If a line in the records below holds the word "grass", copy it.

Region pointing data
________________________
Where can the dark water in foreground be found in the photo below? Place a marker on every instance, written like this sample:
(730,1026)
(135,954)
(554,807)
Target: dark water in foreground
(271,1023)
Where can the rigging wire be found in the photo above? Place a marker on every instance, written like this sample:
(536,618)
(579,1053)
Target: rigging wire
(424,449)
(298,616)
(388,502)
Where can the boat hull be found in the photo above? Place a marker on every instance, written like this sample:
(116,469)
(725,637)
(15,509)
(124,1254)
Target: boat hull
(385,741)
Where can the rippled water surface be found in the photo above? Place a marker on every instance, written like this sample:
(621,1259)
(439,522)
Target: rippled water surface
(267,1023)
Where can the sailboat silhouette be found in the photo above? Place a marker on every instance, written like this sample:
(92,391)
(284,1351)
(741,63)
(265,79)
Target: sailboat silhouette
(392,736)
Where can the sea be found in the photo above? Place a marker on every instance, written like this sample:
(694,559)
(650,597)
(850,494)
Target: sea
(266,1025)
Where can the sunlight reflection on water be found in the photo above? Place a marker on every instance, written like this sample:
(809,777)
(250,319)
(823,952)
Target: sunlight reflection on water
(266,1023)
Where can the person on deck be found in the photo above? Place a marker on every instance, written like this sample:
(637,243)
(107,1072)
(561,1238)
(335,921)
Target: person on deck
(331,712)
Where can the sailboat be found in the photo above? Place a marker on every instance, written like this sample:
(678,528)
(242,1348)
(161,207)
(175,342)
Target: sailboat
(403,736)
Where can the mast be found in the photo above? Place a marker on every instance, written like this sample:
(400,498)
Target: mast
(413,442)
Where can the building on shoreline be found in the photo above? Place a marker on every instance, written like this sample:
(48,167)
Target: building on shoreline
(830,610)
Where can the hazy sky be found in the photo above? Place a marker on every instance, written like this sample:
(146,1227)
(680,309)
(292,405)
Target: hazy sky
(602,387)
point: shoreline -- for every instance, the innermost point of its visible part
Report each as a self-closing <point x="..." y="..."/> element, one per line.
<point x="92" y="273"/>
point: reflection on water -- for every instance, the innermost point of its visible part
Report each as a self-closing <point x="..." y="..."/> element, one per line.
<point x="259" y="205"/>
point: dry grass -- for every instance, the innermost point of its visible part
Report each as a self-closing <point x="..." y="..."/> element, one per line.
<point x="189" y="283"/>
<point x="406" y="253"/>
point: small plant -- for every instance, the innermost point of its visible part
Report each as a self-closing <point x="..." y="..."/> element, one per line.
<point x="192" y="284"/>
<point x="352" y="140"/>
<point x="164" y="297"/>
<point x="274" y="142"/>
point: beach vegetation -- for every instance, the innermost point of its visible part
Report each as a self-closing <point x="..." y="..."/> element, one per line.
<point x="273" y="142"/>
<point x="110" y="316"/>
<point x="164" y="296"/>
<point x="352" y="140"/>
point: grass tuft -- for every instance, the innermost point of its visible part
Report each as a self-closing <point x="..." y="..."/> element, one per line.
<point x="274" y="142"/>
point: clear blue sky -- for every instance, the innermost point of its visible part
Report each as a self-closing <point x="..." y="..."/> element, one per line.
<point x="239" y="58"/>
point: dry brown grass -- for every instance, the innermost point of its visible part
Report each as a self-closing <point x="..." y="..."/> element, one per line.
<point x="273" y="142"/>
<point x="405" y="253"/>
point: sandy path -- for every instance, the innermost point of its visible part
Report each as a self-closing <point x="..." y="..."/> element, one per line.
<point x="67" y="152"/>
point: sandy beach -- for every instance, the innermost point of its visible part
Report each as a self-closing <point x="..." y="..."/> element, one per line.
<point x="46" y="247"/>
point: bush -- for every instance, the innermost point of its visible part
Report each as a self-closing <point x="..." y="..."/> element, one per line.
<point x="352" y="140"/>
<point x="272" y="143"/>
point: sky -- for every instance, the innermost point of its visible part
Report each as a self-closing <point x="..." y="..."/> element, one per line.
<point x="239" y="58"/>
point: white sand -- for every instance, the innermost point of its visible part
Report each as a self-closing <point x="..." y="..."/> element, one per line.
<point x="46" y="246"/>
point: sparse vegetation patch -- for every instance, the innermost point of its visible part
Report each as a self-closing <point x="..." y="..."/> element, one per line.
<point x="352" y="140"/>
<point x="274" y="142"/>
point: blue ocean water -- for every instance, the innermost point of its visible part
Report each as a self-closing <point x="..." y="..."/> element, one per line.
________________________
TASK OUTPUT =
point: dry grass -- for every instance, the innermost point of its visible part
point: grass tuft -- for every instance, the innermost point of its visible part
point: dry brown grass -- for every instance, the innermost point of its visible part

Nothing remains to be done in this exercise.